■ **EXERCISE REQUIREMENTS**
Copy all the entries below exactly, but not the pictures.

■ **INFORMATION GIVEN**
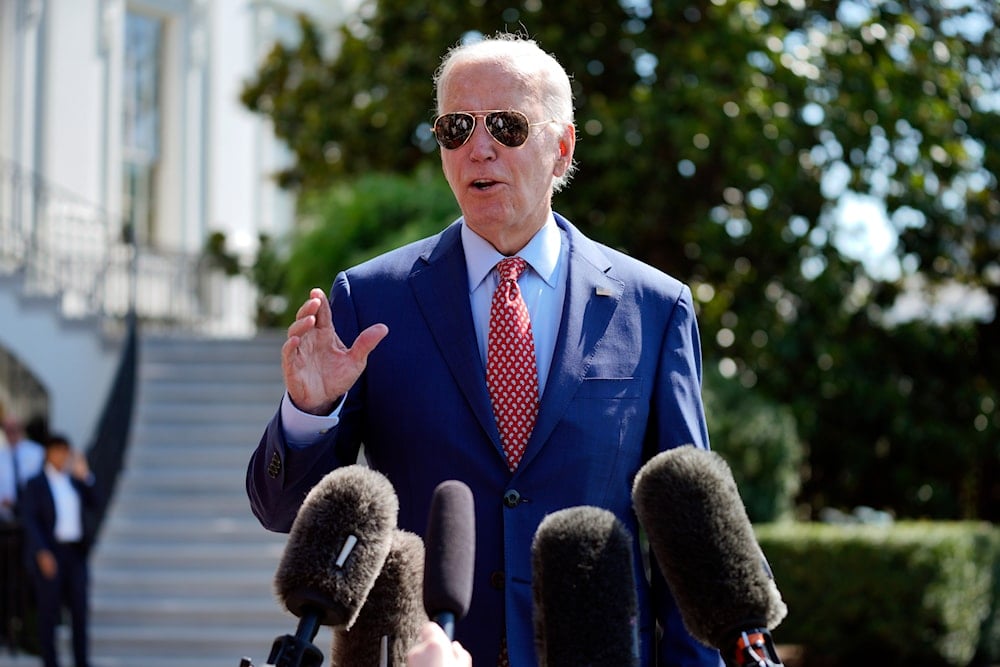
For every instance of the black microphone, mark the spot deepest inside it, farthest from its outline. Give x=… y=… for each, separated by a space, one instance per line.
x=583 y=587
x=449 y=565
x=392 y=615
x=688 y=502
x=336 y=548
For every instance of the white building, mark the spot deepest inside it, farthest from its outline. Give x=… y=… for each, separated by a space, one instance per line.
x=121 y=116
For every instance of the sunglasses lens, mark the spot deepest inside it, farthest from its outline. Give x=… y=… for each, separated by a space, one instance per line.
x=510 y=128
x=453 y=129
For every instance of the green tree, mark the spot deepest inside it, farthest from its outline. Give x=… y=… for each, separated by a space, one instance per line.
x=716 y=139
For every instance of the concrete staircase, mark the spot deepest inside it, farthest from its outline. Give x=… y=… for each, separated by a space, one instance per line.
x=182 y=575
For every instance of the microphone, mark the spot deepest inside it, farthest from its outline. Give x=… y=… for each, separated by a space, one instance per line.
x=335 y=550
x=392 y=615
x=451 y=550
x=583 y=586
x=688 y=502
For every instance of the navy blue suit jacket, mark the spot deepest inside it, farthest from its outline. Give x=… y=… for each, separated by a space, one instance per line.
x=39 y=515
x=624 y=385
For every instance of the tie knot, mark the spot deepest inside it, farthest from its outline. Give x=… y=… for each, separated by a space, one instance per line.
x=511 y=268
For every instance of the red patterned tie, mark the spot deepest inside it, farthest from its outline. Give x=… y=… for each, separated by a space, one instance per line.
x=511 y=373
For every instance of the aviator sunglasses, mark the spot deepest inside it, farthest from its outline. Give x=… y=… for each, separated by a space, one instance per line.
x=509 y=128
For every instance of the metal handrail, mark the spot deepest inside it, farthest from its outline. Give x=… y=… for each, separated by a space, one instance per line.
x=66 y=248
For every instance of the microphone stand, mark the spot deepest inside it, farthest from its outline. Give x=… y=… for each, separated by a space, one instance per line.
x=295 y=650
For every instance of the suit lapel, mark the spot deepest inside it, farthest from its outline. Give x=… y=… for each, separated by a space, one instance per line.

■ **RESPONSE TO THIS TASK**
For every instance of the black microphone, mark the spot deepest inside it, farthest from its outline. Give x=… y=… for each, separated by a space, one instance per line.
x=583 y=587
x=449 y=565
x=392 y=615
x=688 y=502
x=336 y=548
For every instance of the white building, mark the spot deepest inside it, farthest from its outline. Give x=… y=… for each, separated by a space, one instance per line.
x=121 y=116
For every instance of the sunglasses lens, mark the spot deepest inside it, farthest from its outline. Give x=… y=… for each, separated by a space, one instance per line.
x=510 y=128
x=453 y=129
For every instance of the green tree, mark the spot deepest inside it, farthest from its outline. Give x=… y=… for each, separated by a space, one instance per line.
x=716 y=139
For every instance of the concrete staircase, mark the spot deepest inside it, farthest from its outline. Give x=… y=… for each, separated by a space, one instance per line.
x=182 y=575
For every instance of the microphone, mark the spot deepest inside it, farthest from its outline. Give x=… y=… for each, separated by a space, one instance per line.
x=335 y=550
x=392 y=615
x=451 y=550
x=583 y=586
x=688 y=502
For every instance of the navy blue suit jacket, mark the spot deepest inside it, farthest from its outline. Give x=… y=… for each, separated by a space, one instance per line.
x=39 y=515
x=624 y=385
For every instance of the tie knot, mark the spot deepest inside it, farthest from its outline. Give x=… y=… for each, separated by a space, one instance per line.
x=511 y=268
For every instance of the red patterned tie, mark the spot deepest inside it, farthest from its outline. Give x=… y=… for each, separated by a space, one instance per line.
x=511 y=373
For every instance of the aviator sunglasses, mark the spot deepest inside it, farthest from its outline. Give x=… y=… for each, separated by a space, one instance per line.
x=509 y=128
For every instance of the metal handrail, mark the spot deepest inside it, farthest from its outline. Give x=… y=… for each, separated by a space, one instance per line.
x=66 y=248
For every instance of the microphone stand, mark the spot deepest inside it, farthest from its outline. Give x=… y=… for each, separated by a space, one instance per line.
x=295 y=650
For every instance of the suit lapel, mark the spot deepest inside it, farthest from its outline. Give x=… y=… for each, separated by a space, one instance per line.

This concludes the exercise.